Please pull out every line below verbatim, omitting the pictures from your answer.

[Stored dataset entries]
━━━━━━━━━━━━━━━━━━━━
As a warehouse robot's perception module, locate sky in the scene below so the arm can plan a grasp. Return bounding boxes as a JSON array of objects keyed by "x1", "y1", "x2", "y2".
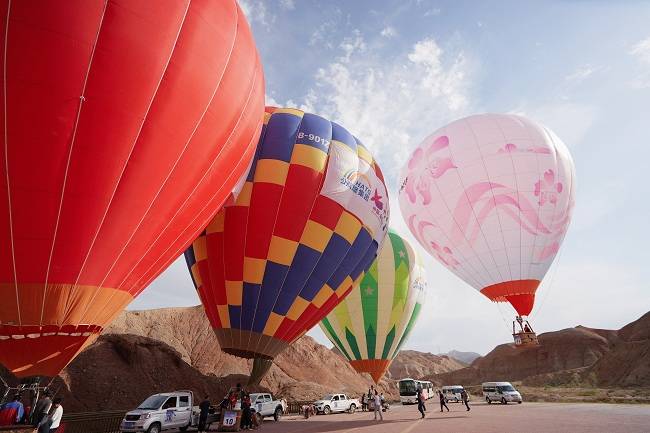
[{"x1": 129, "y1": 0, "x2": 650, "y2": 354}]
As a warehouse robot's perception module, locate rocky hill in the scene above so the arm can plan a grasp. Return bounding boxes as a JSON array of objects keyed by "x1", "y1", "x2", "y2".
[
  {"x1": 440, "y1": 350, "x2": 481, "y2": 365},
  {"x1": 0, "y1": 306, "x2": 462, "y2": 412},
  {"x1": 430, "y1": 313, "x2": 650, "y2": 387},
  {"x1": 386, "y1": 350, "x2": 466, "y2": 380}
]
━━━━━━━━━━━━━━━━━━━━
→ **Task output**:
As a warehouse robot's perception module, locate sky in the scene below so the arm can plan a grasp. Return bounding boxes as a JSON array of objects keyed by "x1", "y1", "x2", "y2".
[{"x1": 129, "y1": 0, "x2": 650, "y2": 354}]
As a warehouse robot's perception module, locate rocky hill in the scene above so the arm can plan a grasp. Return bounding boxes as a JSON array of objects keyed by "x1", "y1", "x2", "y2".
[
  {"x1": 440, "y1": 350, "x2": 481, "y2": 365},
  {"x1": 0, "y1": 306, "x2": 462, "y2": 412},
  {"x1": 430, "y1": 313, "x2": 650, "y2": 387},
  {"x1": 386, "y1": 350, "x2": 466, "y2": 380}
]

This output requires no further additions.